= Beginning of Section =

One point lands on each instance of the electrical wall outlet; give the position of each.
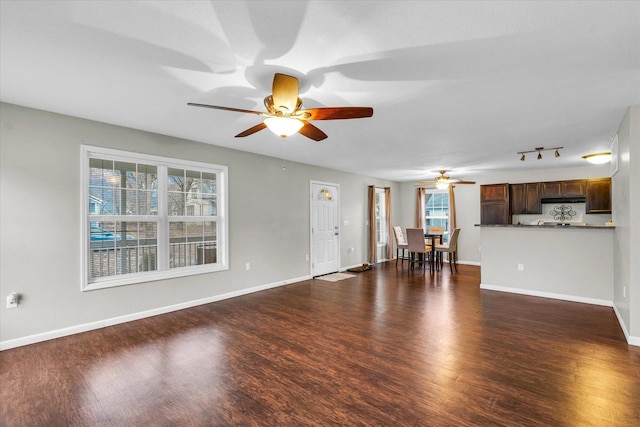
(12, 300)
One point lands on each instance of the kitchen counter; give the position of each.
(570, 226)
(574, 265)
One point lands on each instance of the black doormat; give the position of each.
(363, 267)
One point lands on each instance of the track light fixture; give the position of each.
(539, 150)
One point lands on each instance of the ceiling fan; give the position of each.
(285, 116)
(442, 182)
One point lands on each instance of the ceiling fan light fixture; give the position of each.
(598, 158)
(283, 126)
(442, 184)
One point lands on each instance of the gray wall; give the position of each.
(626, 216)
(40, 216)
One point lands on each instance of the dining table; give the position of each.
(432, 237)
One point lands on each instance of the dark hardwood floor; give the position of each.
(386, 348)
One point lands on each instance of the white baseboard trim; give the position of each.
(469, 263)
(551, 295)
(631, 340)
(59, 333)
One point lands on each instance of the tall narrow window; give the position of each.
(437, 210)
(148, 218)
(381, 218)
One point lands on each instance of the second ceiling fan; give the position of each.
(442, 182)
(285, 115)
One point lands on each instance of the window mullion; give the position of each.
(163, 221)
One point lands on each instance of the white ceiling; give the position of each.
(461, 86)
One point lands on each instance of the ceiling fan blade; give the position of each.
(285, 92)
(216, 107)
(310, 131)
(252, 130)
(335, 113)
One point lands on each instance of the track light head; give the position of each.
(539, 150)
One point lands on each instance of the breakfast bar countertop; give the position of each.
(548, 226)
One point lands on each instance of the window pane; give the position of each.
(127, 192)
(176, 203)
(192, 243)
(122, 247)
(437, 212)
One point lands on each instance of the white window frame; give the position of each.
(163, 219)
(426, 218)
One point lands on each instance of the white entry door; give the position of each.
(325, 229)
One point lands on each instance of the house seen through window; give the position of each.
(437, 211)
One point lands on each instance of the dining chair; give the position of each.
(417, 247)
(450, 248)
(401, 244)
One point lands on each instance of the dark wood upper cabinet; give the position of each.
(599, 195)
(494, 204)
(525, 198)
(556, 189)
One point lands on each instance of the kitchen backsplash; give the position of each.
(562, 208)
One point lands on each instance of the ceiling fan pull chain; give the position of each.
(284, 162)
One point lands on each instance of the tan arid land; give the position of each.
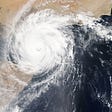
(11, 79)
(8, 8)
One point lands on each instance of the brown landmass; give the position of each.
(13, 81)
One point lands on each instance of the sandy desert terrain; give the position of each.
(9, 8)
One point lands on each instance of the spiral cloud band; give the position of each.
(39, 42)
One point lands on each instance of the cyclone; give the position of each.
(39, 42)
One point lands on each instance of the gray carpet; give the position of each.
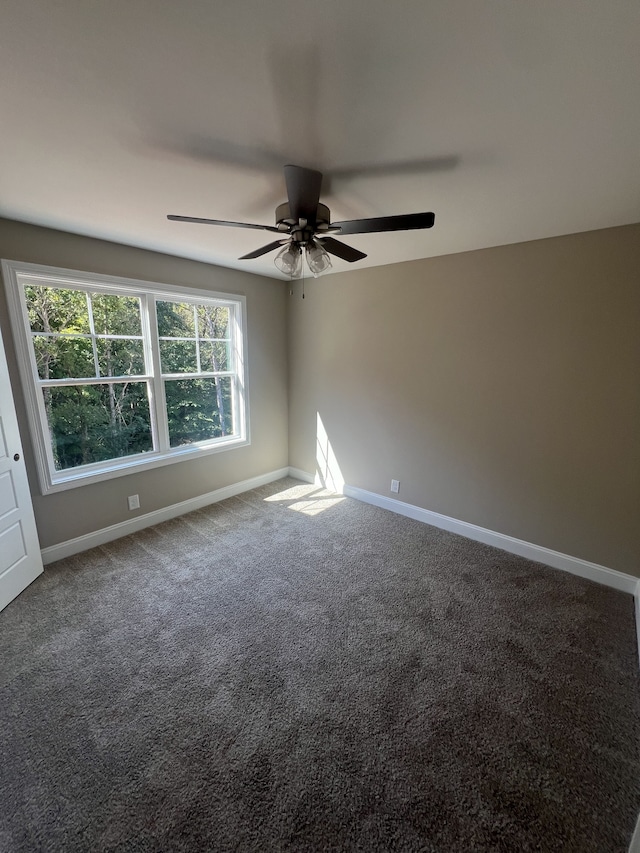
(290, 671)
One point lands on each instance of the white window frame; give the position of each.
(17, 274)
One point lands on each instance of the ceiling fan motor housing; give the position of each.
(283, 217)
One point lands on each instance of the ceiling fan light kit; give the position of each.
(305, 224)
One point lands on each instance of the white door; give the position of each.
(20, 559)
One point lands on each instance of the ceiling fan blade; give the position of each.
(263, 251)
(404, 222)
(303, 192)
(341, 250)
(199, 221)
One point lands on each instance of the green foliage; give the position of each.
(81, 335)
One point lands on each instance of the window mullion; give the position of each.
(92, 330)
(158, 403)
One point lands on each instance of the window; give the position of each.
(120, 374)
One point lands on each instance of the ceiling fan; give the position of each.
(305, 225)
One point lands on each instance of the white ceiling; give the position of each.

= End of Section =

**EXERCISE DIRECTIONS**:
Word for word, repeat the lines of data above, omitting every picture.

**RESULT OF THE TASK**:
One point lands on each instance of the electrical wall outlet; give the position of each.
(12, 300)
One point lands on each instance of the kitchen counter; give the position of each.
(570, 226)
(574, 265)
One point lands on each instance of the black doormat; give the position of each.
(363, 267)
One point lands on each instance of the track light fixture; give the position of each.
(539, 150)
One point lands on each instance of the ceiling fan; give the position of each.
(285, 116)
(442, 182)
One point lands on each instance of the ceiling fan light fixture; give the position of each.
(598, 158)
(283, 126)
(442, 184)
One point lands on each instance of the gray wall; give the position of each.
(626, 216)
(40, 216)
One point lands on each instance of the dining table; give the position of each.
(432, 237)
One point lands on each instance of the dark hardwood floor; give the position of each.
(386, 348)
One point lands on each instance of the white baseboard trim; give the position of each.
(469, 263)
(551, 295)
(631, 340)
(59, 333)
One point lands on each instance of the tall narrow window; give the position of each.
(437, 210)
(148, 218)
(381, 218)
One point lands on each instance of the second ceiling fan; give the position of each.
(442, 182)
(285, 115)
One point lands on each instance of the window mullion; give the position of each.
(163, 221)
One point lands on each instance of the white ceiling; give the position of each.
(461, 86)
One point lands on each instance of the ceiling fan blade; give the position of each.
(285, 92)
(216, 107)
(310, 131)
(252, 130)
(335, 113)
One point lands on each instance of the track light head; give the position of each.
(539, 150)
One point lands on each instance of the breakfast bar countertop; give the position of each.
(548, 226)
One point lands on each instance of the window pane; give the position of each.
(127, 192)
(176, 203)
(192, 243)
(122, 247)
(437, 212)
One point lands on each instance of the white window frame; give the position of each.
(163, 219)
(426, 218)
One point lands on each instance of the white entry door; give the position of each.
(325, 229)
One point lands on each instance of the house seen through window; give the position of each.
(437, 211)
One point lands on each instance of the dining chair; give the position of each.
(417, 247)
(450, 248)
(401, 244)
One point lands on each instance of the dark wood upper cabinet; give the position of each.
(599, 195)
(494, 204)
(525, 198)
(556, 189)
One point lands on each instance of the kitchen backsplash; give the position of each.
(562, 208)
One point lands on each instance of the ceiling fan pull chain; give the position of each.
(284, 162)
One point lands on each instance of the tan arid land; give the position of each.
(11, 79)
(8, 8)
One point lands on each instance of the brown landmass; give the position of each.
(13, 81)
One point lands on each instance of the sandy desert terrain; give the position of each.
(9, 8)
One point lands on each instance of the spiral cloud band; give the position of each.
(39, 42)
One point lands on each instance of the cyclone; give the position of each.
(39, 42)
One point lands on each instance of the gray carpet; give the position of each.
(290, 671)
One point lands on each instance of the white window frame; give the position of each.
(17, 274)
One point lands on each instance of the ceiling fan motor housing; give the position of each.
(283, 217)
One point lands on each instance of the ceiling fan light kit; give the position of each.
(305, 224)
One point lands on each instance of the white door; give the position of each.
(20, 559)
One point lands on each instance of the ceiling fan blade; give the position of each.
(263, 251)
(404, 222)
(303, 192)
(341, 250)
(199, 221)
One point lands on each instance of the green foliage; give the position of each.
(81, 335)
One point lands on each instance of the window mullion; give the position of each.
(92, 330)
(158, 403)
One point lands on each instance of the window; give the position of each.
(120, 374)
One point lands on each instance of the ceiling fan; give the position of each.
(305, 225)
One point lands on each instance of the white ceiling; give the position of each.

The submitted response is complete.